# TEXT PROVIDED:
..............................

It took me a long time to find out what purpose the spam served- they used to Spam my LiveJournal blog in comments, and I was always wondering why they bothered to post these random seeming lists of products / services/ websites until I got curious enough to track down the explanation.
I'm pretty sure it serves no other purpose than to be annoying but I don't get why people would just make a massive list, because that immediately makes them look like a spammer
The massive lists add to their score by search engines so their products or services appear much sooner in the search than it honestly belongs.
They tend to operate on the principle that it's a lot of work to track down and remove them and they can post faster than they can be found, so a lot of sites stop fighting them after a while. If I go looking for old crafting blogs, quite often there are a few real comments, followed by a line of spam comments.
Oh, so that's the whole point of them? I saw a bunch 'bout two weeks ago, and I was absently wondering, why are people posting this? It seems pointless! And then the invitation queue was shut down....
And, looking through the comments, there's a lot of stuff about inviting someone if you were already a member of AO3. This may be completely wrong, but was this originally the way to become a member or something?
Sorry, I'm pretty new here, but I already love it, and it makes me disappointed to think that the staff have to work because people don't want to pay for ad space.
I wasn't on AO3 from the very beginning, so I don't know if getting an invite from a member was the original method of joining.

..............................

# SET PROBLEM A:
Update the entries from the line containing "Please point out the wooden wall" through the last line of the entries, inclusive, so that "innermost" becomes "central" and nothing else changes. Return only those updated lines.

..............................

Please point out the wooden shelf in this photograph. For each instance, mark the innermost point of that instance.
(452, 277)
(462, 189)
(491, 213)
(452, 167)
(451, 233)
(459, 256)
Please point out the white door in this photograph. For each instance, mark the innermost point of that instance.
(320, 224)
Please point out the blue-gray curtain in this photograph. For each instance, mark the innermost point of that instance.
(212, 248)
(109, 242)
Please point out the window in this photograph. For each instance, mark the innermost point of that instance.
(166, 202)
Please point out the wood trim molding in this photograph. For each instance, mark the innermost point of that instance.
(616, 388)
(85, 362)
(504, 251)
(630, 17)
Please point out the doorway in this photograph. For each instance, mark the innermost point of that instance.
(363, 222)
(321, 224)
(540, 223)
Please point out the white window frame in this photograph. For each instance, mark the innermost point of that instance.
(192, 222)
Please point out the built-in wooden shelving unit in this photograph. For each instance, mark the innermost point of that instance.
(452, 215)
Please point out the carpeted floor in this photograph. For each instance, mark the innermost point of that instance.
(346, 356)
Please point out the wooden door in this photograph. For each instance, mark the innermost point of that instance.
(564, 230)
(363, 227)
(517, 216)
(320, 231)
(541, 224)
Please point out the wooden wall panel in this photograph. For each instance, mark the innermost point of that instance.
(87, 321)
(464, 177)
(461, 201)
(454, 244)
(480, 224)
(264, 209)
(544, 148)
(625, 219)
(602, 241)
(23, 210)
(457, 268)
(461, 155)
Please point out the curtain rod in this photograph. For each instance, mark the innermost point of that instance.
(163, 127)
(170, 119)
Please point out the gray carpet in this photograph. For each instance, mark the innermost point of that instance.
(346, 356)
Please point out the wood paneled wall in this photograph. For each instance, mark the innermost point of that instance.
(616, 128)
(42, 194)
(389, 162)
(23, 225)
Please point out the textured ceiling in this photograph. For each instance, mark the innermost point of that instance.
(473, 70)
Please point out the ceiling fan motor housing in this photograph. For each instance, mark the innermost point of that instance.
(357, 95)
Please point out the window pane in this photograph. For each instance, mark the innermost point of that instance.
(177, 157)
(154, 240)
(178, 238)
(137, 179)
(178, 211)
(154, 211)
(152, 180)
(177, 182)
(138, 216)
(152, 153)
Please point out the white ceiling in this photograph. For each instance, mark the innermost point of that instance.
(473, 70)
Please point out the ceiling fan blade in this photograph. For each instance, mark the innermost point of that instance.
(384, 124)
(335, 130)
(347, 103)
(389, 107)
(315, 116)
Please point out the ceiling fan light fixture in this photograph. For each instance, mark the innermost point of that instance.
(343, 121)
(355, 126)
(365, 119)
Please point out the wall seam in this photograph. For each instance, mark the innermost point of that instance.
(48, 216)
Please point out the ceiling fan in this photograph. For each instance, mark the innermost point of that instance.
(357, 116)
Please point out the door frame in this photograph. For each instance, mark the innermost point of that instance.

..............................

# SET PROBLEM B:
Quote the spam discussion word for word, between "Oh, so that's" and "member or something?", inclusive.

# CORRECT OUTPUT A:
Please point out the wooden wall panel in this photograph. For each instance, mark the central point of that instance.
(87, 321)
(464, 177)
(461, 201)
(454, 244)
(480, 224)
(264, 209)
(544, 148)
(625, 219)
(602, 241)
(23, 210)
(457, 268)
(461, 155)
Please point out the curtain rod in this photograph. For each instance, mark the central point of that instance.
(163, 127)
(170, 119)
Please point out the gray carpet in this photograph. For each instance, mark the central point of that instance.
(346, 356)
Please point out the wood paneled wall in this photograph. For each instance, mark the central point of that instance.
(616, 128)
(42, 194)
(389, 162)
(23, 225)
Please point out the textured ceiling in this photograph. For each instance, mark the central point of that instance.
(473, 70)
Please point out the ceiling fan motor housing in this photograph. For each instance, mark the central point of that instance.
(357, 95)
Please point out the window pane in this photograph. For each instance, mark the central point of that instance.
(177, 157)
(154, 240)
(178, 238)
(137, 179)
(178, 211)
(154, 211)
(152, 180)
(177, 182)
(138, 216)
(152, 153)
Please point out the white ceiling in this photograph. For each instance, mark the central point of that instance.
(473, 70)
Please point out the ceiling fan blade in this photograph. For each instance, mark the central point of that instance.
(384, 124)
(335, 130)
(347, 103)
(389, 107)
(315, 116)
Please point out the ceiling fan light fixture in this photograph. For each instance, mark the central point of that instance.
(343, 121)
(355, 126)
(365, 119)
Please point out the wall seam in this photograph. For each instance, mark the central point of that instance.
(48, 216)
Please point out the ceiling fan in this photograph. For each instance, mark the central point of that instance.
(357, 116)
Please point out the door frame in this photograph. For each instance, mark the central point of that instance.

# CORRECT OUTPUT B:
Oh, so that's the whole point of them? I saw a bunch 'bout two weeks ago, and I was absently wondering, why are people posting this? It seems pointless! And then the invitation queue was shut down....
And, looking through the comments, there's a lot of stuff about inviting someone if you were already a member of AO3. This may be completely wrong, but was this originally the way to become a member or something?